REQUEST>
In the forum thread below about detailing a car engine, translate the sentence "It was rather windy the other day." into Spanish.

QUOTED PASSAGE>
Interesting Test. Is Permanon similar to C4?


----------



## McClane (Dec 9, 2010)

CraigQQ said:


> looking good mcclane..
> 
> this is the way i cleaned mine first time round aswell.
> 
> now i use the steam cleaner


Check you out with your steam cleaner! 

Thanks for the PM. I'll await delivery. :thumb:


----------



## chillly (Jun 25, 2009)

McClane said:


> Interesting Test. Is Permanon similar to C4?


No mate. Being very honest here c4 is the best long term plastic dressing full stop:thumb: Imho :thumb: But for people who like to dress exterior plastics rubbers etc etc on a regular basis then permanon supershine is your man:thumb:


----------



## nick_mcuk (Jan 4, 2008)

Good job!

TBH with you pressure washing that engine wasnt really needed and your chosen technique was spot on.

I dont use 303 rather AutoGlym Super Sheen and that gives the same finish and lasts really well....its a must to go over it with a cloth just to dull down the shine in places but gives a out of the factory finish.

Good skills fella!


----------



## Matt_Nic (Apr 15, 2011)

What Ford is that? 
It looks like either the biggest inlet manifold I've ever seen or that it's hiding a charger?


----------



## McClane (Dec 9, 2010)

Matt_Nic said:


> What Ford is that?
> It looks like either the biggest inlet manifold I've ever seen or that it's hiding a charger?


Haha, I wish! It's one of these, so a 1.6 Sigma Ti-VCT unit, so more "ggrr", than "GRRRRRR!!!!!"










I think the orientation on them is a little odd though, so that might explain the huge front breathers. All goes through the fairly small air box though.

Ps.Excuse SWMBO doing a Cousin IT in the background. It was rather windy the other day. Check out the "Detailers parking" though!!


----------



## chillly (Jun 25, 2009)

Thats stunning mclane:thumb:


----------



## McClane (Dec 9, 2010)

chillly said:


> Thats stunning mclane:thumb:


Cheers Bud. Thanks mainly to Dodo Juice Purple Haze Pro, Planet Polish wheel seal and shine, and Wolf's trim after a fresh top up all round.


----------



## -Kev- (Oct 30, 2007)

looks much better Phil :thumb: 
mines cleaner though


----------



## McClane (Dec 9, 2010)

-Kev- said:


> looks much better Phil :thumb:
> mines cleaner though


Is it balls. That was as clean as a car gets without cleaning the underside/ mechanical parts  (scary thing is, it probably wasn't, but as good a I can do!)

Has been getting a bit more attention recently. You couldn't have seen it looking more cruddy if I'm honest. :lol: :thumb:

Did a nice bit of G-tech Window kit when I was doing the engine too.


----------



## Bliss (Sep 23, 2012)

:doublesho Very nice. Have the diesel version, it's even worse (less covered up, more holes etc) than this, tried a waterless wash on it not so long ago and it was too difficult to get rid of all the crud in the cracks and crevices etc, didn't think to use a hoover for it. :thumb:


----------



## ckeir.02mh (Jan 5, 2012)

Looks much better, good job mate!

Chris.

ITEMS>
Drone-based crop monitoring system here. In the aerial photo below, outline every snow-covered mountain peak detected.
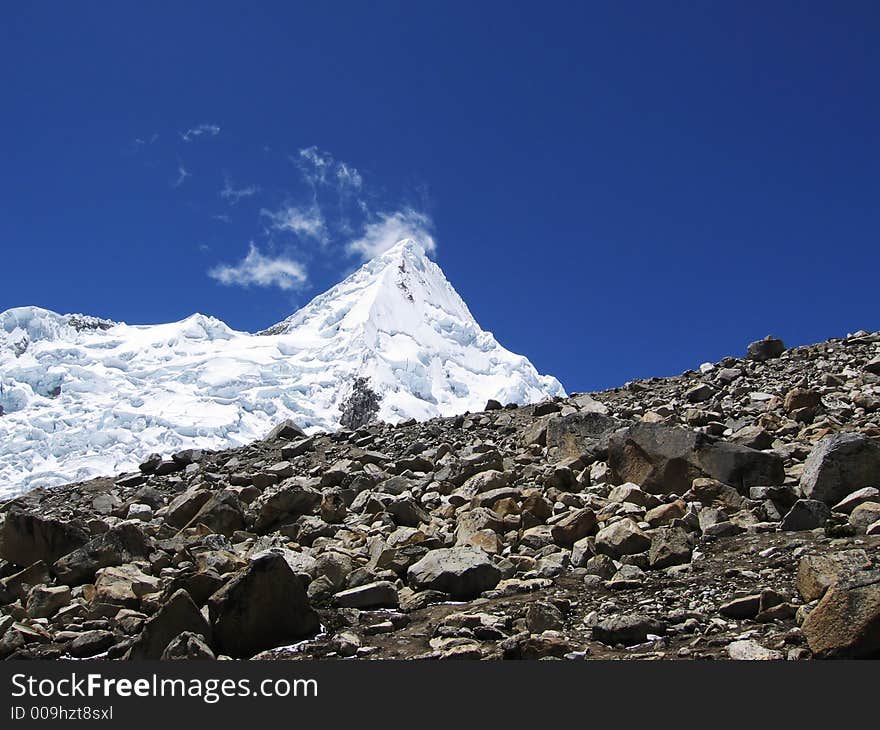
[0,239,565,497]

---

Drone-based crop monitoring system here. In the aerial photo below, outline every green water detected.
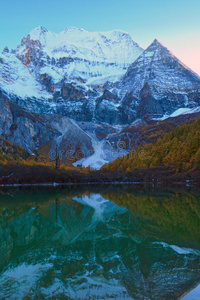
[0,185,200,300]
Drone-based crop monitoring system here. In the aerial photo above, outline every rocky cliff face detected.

FINISHED ANSWER>
Hacía bastante viento el otro día.